EXERCISE TASK:
Reproduce the listing exactly and skip over any pictures.

Dataset excerpt:
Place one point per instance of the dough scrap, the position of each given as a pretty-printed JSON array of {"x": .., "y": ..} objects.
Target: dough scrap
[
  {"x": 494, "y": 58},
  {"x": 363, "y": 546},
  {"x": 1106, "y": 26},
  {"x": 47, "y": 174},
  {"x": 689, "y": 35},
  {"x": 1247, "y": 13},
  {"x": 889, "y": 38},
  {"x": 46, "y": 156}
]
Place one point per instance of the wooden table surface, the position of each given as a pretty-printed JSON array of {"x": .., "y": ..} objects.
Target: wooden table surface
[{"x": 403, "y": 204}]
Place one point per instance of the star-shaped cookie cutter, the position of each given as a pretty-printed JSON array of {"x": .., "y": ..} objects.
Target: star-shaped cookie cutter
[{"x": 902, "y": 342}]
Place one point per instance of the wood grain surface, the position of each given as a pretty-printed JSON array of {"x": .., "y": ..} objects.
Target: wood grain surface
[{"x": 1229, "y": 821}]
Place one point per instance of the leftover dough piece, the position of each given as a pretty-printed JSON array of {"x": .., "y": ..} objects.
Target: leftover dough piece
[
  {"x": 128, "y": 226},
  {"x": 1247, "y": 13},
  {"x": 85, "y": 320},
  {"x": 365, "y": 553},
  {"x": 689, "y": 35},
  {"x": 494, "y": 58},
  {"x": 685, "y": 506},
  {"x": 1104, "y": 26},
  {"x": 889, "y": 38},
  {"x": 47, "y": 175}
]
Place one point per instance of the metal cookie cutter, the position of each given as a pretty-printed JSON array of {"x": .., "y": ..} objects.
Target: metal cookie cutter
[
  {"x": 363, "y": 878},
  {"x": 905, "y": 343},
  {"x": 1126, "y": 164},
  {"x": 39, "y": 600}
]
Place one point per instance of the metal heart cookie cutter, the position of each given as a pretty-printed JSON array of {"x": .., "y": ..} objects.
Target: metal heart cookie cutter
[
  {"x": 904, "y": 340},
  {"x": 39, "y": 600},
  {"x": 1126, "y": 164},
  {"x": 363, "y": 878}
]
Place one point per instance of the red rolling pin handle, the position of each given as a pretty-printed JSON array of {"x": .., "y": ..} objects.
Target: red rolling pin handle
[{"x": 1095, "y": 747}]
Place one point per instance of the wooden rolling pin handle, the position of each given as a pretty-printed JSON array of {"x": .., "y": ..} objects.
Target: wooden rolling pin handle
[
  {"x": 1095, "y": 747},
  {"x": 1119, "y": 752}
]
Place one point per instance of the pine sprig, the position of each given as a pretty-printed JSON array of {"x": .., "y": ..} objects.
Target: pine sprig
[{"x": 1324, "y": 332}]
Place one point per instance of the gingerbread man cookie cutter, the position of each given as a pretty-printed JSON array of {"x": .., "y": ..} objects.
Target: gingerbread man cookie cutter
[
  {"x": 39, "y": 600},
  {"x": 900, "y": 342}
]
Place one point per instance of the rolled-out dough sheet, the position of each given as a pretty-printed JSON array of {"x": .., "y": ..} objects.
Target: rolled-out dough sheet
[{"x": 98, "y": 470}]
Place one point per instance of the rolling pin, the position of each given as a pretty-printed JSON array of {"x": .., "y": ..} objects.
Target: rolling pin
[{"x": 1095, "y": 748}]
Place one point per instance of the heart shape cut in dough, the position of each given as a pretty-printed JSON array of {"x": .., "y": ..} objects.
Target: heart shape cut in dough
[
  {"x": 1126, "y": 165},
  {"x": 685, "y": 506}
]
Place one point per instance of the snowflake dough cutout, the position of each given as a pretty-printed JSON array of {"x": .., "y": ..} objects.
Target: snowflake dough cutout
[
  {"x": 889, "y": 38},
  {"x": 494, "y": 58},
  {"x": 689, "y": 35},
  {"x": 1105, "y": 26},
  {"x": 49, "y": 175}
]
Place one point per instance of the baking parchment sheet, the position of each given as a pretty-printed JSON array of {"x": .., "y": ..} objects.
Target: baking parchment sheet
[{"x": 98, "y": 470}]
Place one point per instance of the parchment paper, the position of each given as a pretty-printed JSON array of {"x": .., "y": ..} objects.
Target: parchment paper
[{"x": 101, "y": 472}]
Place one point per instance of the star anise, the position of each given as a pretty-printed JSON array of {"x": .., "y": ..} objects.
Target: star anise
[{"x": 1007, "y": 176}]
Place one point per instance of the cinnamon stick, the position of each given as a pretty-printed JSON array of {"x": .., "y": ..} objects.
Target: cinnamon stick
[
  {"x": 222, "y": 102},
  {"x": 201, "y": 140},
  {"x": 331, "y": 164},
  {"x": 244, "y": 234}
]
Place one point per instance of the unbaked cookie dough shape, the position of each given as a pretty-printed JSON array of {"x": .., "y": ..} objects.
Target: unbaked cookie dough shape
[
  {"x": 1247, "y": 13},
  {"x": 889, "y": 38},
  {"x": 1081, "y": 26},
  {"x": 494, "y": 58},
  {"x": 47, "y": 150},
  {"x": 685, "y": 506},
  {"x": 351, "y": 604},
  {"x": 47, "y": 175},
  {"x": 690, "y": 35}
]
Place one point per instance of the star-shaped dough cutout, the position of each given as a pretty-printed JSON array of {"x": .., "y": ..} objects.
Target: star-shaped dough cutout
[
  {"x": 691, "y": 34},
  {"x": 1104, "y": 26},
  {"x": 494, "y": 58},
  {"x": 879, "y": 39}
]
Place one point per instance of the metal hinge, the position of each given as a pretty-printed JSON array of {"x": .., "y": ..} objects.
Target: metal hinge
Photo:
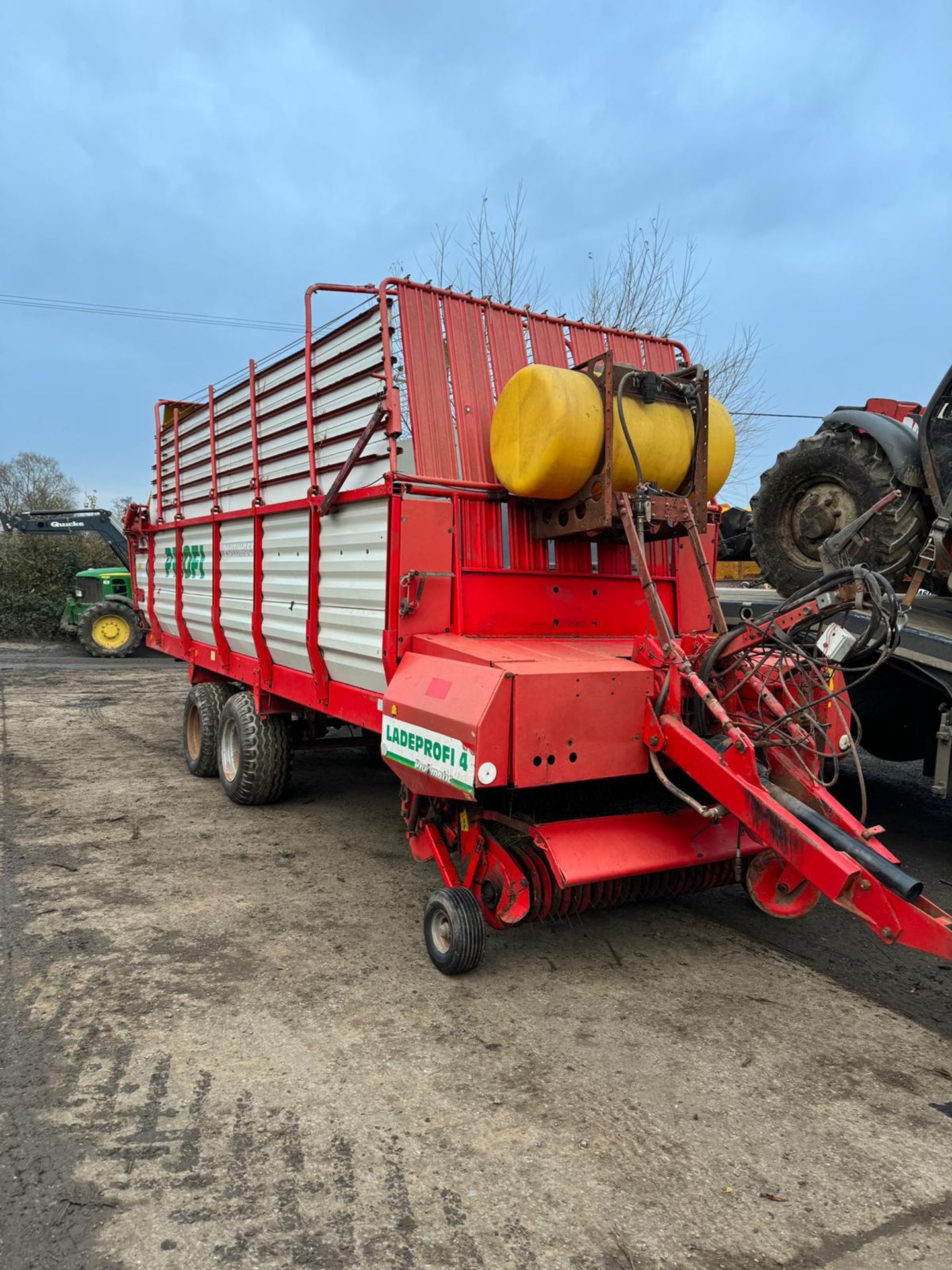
[{"x": 415, "y": 577}]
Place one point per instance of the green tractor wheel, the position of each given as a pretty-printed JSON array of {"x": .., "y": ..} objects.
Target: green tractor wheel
[{"x": 110, "y": 629}]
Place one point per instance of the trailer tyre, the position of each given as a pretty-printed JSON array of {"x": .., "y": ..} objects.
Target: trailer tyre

FINAL ANSWER:
Place one point per instance of the dough scrap, the position of each given as a pretty-printed JSON array of {"x": .., "y": ..} objects.
Target: dough scrap
[
  {"x": 494, "y": 58},
  {"x": 363, "y": 546},
  {"x": 1106, "y": 26},
  {"x": 47, "y": 174},
  {"x": 689, "y": 35},
  {"x": 1247, "y": 13},
  {"x": 889, "y": 38},
  {"x": 46, "y": 156}
]
Place one point per instance of the wooden table surface, the position of each given as a pretty-printed JSON array of {"x": .., "y": ..} objects.
Target: wooden table surface
[{"x": 403, "y": 204}]
Place one point per instance of the star-shaped cookie cutter, the position of each given as a pretty-printed JSON array of {"x": .., "y": ..} objects.
Target: star-shaped cookie cutter
[{"x": 902, "y": 342}]
Place one point per instance of the wood grain surface, the position of each given as a pretty-printed JSON array of {"x": .., "y": ..} objects.
Target: wood grain surface
[{"x": 1229, "y": 821}]
Place one point per instance of the leftover dough piece, the position of each given as a pretty-printed JSON array of {"x": .., "y": ..} objects.
Target: leftover dough piece
[
  {"x": 128, "y": 226},
  {"x": 1247, "y": 13},
  {"x": 85, "y": 320},
  {"x": 365, "y": 553},
  {"x": 689, "y": 35},
  {"x": 494, "y": 58},
  {"x": 685, "y": 506},
  {"x": 1104, "y": 26},
  {"x": 889, "y": 38},
  {"x": 47, "y": 175}
]
Place one point per instance of the metal cookie cutter, the position of each given as a pretty-printed JSON array of {"x": .., "y": ..} objects.
Target: metal cookie cutter
[
  {"x": 363, "y": 878},
  {"x": 905, "y": 343},
  {"x": 1126, "y": 164},
  {"x": 39, "y": 600}
]
Place one point per instance of the metal heart cookie cutter, the position of each given as a pretty-printed JSON array of {"x": .., "y": ..} objects.
Target: metal heart cookie cutter
[
  {"x": 904, "y": 340},
  {"x": 39, "y": 600},
  {"x": 1126, "y": 164},
  {"x": 363, "y": 878}
]
Place one point per instance of the red rolling pin handle, the position of each given as a pretty-printed JSON array of {"x": .., "y": ..} objects.
Target: red rolling pin handle
[{"x": 1095, "y": 747}]
Place one point per instance of the wooden rolling pin handle, the position of each given as a pretty-printed JSON array of {"x": .., "y": ..} objects.
Target: wooden rolling pin handle
[
  {"x": 1095, "y": 747},
  {"x": 1119, "y": 752}
]
Place one point per instance of the pine sprig, the position of each given as a pretty-printed JSON array of {"x": .., "y": ..} objects.
Target: pine sprig
[{"x": 1324, "y": 332}]
Place one point per instance of the gingerbread man cookie cutter, the position of each given as a pretty-printed JSON array of {"x": .., "y": ..} objects.
Target: gingerbread man cookie cutter
[
  {"x": 39, "y": 600},
  {"x": 900, "y": 342}
]
Place one point per instance of the rolled-out dough sheet, the position of each given as a pretty-printed JSON array of {"x": .., "y": ..} objects.
Target: rolled-out dough sheet
[{"x": 98, "y": 470}]
Place one point per instance of the rolling pin, the position of each given as a pretty-printed JSON array of {"x": .., "y": ..} objects.
Target: rolling pin
[{"x": 1095, "y": 748}]
Place one point per instance of the heart shape cut in dough, the position of each given as a pretty-printed JSON array of {"x": .., "y": ..} objects.
Target: heart shape cut in dough
[
  {"x": 1126, "y": 165},
  {"x": 685, "y": 506}
]
Place one point per instance of the snowflake dough cutout, the position of each given as a pretty-printed JSON array of {"x": .., "y": ..} objects.
Target: snowflake dough cutout
[
  {"x": 889, "y": 38},
  {"x": 494, "y": 58},
  {"x": 689, "y": 35},
  {"x": 1105, "y": 26},
  {"x": 49, "y": 175}
]
Place one point per instance of the baking parchment sheet, the position of each given as a pretty-printed JSON array of {"x": .., "y": ..} objects.
Target: baking parchment sheet
[{"x": 98, "y": 470}]
Place one point per instance of the parchment paper, the position of each given as a pretty-printed JSON array of {"x": .., "y": ..} objects.
Target: parchment paper
[{"x": 101, "y": 472}]
Place one point per instance of the star anise, the position of each given as a pretty-printed JSON array of {"x": .., "y": ..} objects.
Target: star anise
[{"x": 1007, "y": 176}]
Place one point per instance of the cinnamon stick, the position of each given as a pretty-printed JSON array of {"x": .., "y": ..} objects.
Target: cinnamon stick
[
  {"x": 222, "y": 102},
  {"x": 201, "y": 140},
  {"x": 331, "y": 164},
  {"x": 244, "y": 234}
]
Place one point per instance of the unbaked cookie dough shape, the position of each given as a pretty-printed JSON array of {"x": .., "y": ..} objects.
Target: unbaked cookie dough shape
[
  {"x": 1247, "y": 13},
  {"x": 889, "y": 38},
  {"x": 1081, "y": 26},
  {"x": 494, "y": 58},
  {"x": 47, "y": 150},
  {"x": 685, "y": 506},
  {"x": 351, "y": 604},
  {"x": 47, "y": 175},
  {"x": 690, "y": 35}
]
Place one point per instance of the star-shaped dough cutout, the position of each given as a pretty-printed JSON array of {"x": .., "y": ..} objects.
Target: star-shaped dough cutout
[
  {"x": 691, "y": 34},
  {"x": 1104, "y": 26},
  {"x": 494, "y": 58},
  {"x": 879, "y": 39}
]
Place one point per instance of the metal hinge, the position of each given as a pretty-printed JSON array of {"x": .., "y": ..} objects.
Target: metal hinge
Photo:
[{"x": 415, "y": 577}]
Place one point per instance of the green tractor wheel, the position of each given as a pretty-printed JSON array of {"x": .., "y": ..} objects.
Target: green tractor wheel
[{"x": 110, "y": 629}]
Place one point per instance of the trailer tyre, the position of each given as a pretty-printed JSON array of {"x": .., "y": ..} objects.
Target: trailer tyre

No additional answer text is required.